**Teks yang diberikan:**
################

Sumber: FAVPNG
Clueless soal Draft RUU: Bagaimana Sebenarnya Peran Masyarakat dalam Pembentukan Peraturan Perundang-undangan?
Rancangan Undang-Undang Tentara Nasional Indonesia (RUU TNI) baru saja disahkan dan kini perbincangan mengenai RUU KUHAP sedang panas didiskusikan, tapi kita sebagai masyarakat tidak tahu menahu proses dan bahkan isi dari RUU tersebut. Memangnya apa boleh begitu? Apakah masyarakat memang disuruh menunggu hasil sahnya saja? Nah, tahu tidak, sih, kalau sebenarnya masyarakat punya peran penting, lho, dalam pembentukan peraturan perundang-undangan dan bahkan diatur secara tegas dalam undang-undang. Mari kita bahas!

################

**Yang dikerjakan:**
A: Tentukan apakah tiap pernyataan berikut sesuai dengan teks tentang peran masyarakat dalam pembentukan undang-undang. Jawab ya atau tidak, lalu kutip kata-kata penentunya dari teks: (i) RUU TNI sudah disahkan; (ii) RUU KUHAP sudah disahkan; (iii) peran masyarakat dalam pembentukan peraturan perundang-undangan diatur secara tegas dalam undang-undang.
B: Menurut teks tentang peran masyarakat dalam pembentukan undang-undang, mengapa masyarakat tidak semestinya hanya menunggu hasil sahnya sebuah RUU? Jelaskan dalam satu sampai tiga kalimat.
C: Tuliskan semua kalimat dalam teks tentang peran masyarakat dalam pembentukan undang-undang yang diakhiri tanda tanya.

**Data yang diekstraksi:**
################

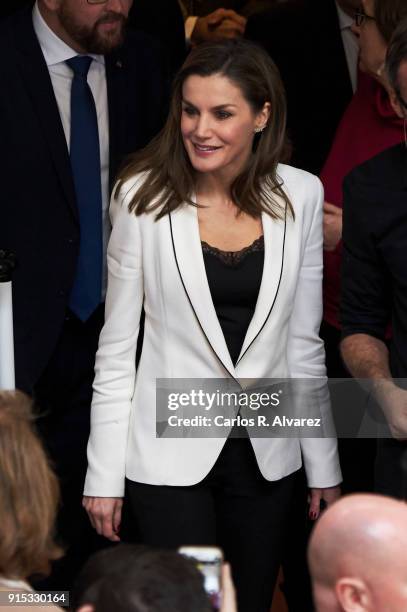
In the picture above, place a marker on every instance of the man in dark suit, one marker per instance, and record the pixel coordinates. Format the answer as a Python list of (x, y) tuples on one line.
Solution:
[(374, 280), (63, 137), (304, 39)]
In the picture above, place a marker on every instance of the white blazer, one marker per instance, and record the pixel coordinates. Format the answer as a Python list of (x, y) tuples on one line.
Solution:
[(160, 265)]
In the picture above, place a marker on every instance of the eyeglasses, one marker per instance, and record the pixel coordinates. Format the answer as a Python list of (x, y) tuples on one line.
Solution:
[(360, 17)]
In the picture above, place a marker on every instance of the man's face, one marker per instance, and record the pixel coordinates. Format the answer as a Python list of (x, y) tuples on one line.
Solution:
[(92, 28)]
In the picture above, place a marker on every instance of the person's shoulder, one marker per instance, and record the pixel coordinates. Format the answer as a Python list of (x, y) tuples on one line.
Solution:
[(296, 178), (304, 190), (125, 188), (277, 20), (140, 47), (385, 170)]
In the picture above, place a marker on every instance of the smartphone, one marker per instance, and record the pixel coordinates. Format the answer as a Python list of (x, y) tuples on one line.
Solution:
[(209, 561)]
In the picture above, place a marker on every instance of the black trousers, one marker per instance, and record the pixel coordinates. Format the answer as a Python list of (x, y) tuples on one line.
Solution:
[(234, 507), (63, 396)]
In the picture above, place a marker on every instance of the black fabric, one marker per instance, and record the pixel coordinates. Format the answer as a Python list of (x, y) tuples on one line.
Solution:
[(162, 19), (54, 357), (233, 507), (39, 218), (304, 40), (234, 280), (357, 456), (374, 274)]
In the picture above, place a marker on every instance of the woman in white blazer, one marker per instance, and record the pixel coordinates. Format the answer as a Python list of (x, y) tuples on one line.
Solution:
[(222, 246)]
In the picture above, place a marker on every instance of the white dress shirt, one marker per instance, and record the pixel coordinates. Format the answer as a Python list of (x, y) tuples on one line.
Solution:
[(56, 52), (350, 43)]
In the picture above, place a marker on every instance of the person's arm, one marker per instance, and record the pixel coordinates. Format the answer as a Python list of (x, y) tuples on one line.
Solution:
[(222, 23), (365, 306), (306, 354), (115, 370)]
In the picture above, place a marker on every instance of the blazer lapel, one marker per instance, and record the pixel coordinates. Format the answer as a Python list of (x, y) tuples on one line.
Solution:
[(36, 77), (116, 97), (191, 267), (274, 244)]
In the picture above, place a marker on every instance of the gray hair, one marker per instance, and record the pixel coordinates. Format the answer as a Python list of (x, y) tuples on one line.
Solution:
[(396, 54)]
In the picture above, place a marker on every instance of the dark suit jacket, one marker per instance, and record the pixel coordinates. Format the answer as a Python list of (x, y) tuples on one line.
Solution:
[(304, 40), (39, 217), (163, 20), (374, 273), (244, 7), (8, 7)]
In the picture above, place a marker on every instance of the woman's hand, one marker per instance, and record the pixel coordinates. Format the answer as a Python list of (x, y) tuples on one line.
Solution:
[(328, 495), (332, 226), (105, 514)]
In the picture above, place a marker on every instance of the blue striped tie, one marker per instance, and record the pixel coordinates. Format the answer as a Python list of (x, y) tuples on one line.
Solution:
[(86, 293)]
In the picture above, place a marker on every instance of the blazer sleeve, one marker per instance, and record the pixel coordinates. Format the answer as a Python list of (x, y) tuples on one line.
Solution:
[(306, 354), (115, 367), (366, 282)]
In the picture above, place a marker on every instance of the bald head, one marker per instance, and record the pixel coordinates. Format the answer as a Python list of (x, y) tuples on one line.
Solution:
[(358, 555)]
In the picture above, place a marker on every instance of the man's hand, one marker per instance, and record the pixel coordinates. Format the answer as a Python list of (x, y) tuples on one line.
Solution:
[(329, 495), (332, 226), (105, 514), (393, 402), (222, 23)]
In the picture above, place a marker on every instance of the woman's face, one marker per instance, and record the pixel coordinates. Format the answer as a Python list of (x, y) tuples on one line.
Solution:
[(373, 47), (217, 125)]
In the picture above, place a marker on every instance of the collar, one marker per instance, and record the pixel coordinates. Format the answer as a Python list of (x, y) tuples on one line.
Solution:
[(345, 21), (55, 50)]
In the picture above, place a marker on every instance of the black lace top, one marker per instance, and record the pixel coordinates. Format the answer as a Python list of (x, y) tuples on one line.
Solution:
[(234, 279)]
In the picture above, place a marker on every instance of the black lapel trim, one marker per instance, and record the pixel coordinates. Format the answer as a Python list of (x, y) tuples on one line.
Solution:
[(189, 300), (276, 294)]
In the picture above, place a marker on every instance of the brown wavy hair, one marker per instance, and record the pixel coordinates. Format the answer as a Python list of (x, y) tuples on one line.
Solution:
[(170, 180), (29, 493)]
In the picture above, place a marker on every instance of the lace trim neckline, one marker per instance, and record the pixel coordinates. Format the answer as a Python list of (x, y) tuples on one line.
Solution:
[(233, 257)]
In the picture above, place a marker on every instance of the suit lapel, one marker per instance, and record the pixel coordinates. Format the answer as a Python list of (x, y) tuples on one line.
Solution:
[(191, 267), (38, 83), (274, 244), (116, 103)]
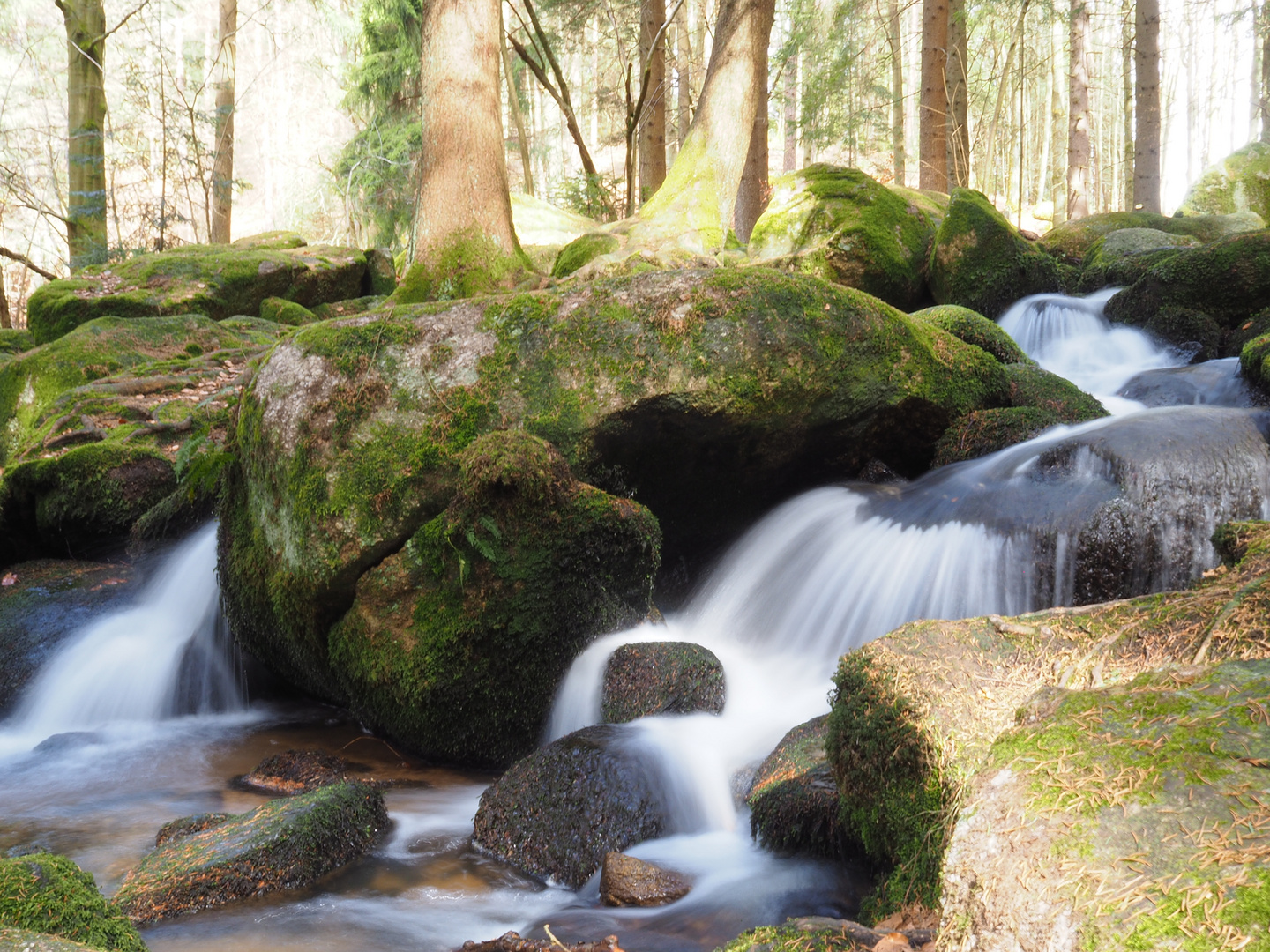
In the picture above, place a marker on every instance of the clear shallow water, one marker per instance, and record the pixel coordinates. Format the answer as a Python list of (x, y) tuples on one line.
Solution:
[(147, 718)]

################

**Jawaban berurutan:**
A:
(i) Ya: "Rancangan Undang-Undang Tentara Nasional Indonesia (RUU TNI) baru saja disahkan"
(ii) Tidak: "perbincangan mengenai RUU KUHAP sedang panas didiskusikan"
(iii) Ya: "bahkan diatur secara tegas dalam undang-undang"

B: Masyarakat sebenarnya punya peran penting dalam pembentukan peraturan perundang-undangan. Peran itu bahkan diatur secara tegas dalam undang-undang.

C:
1. Clueless soal Draft RUU: Bagaimana Sebenarnya Peran Masyarakat dalam Pembentukan Peraturan Perundang-undangan?
2. Memangnya apa boleh begitu?
3. Apakah masyarakat memang disuruh menunggu hasil sahnya saja?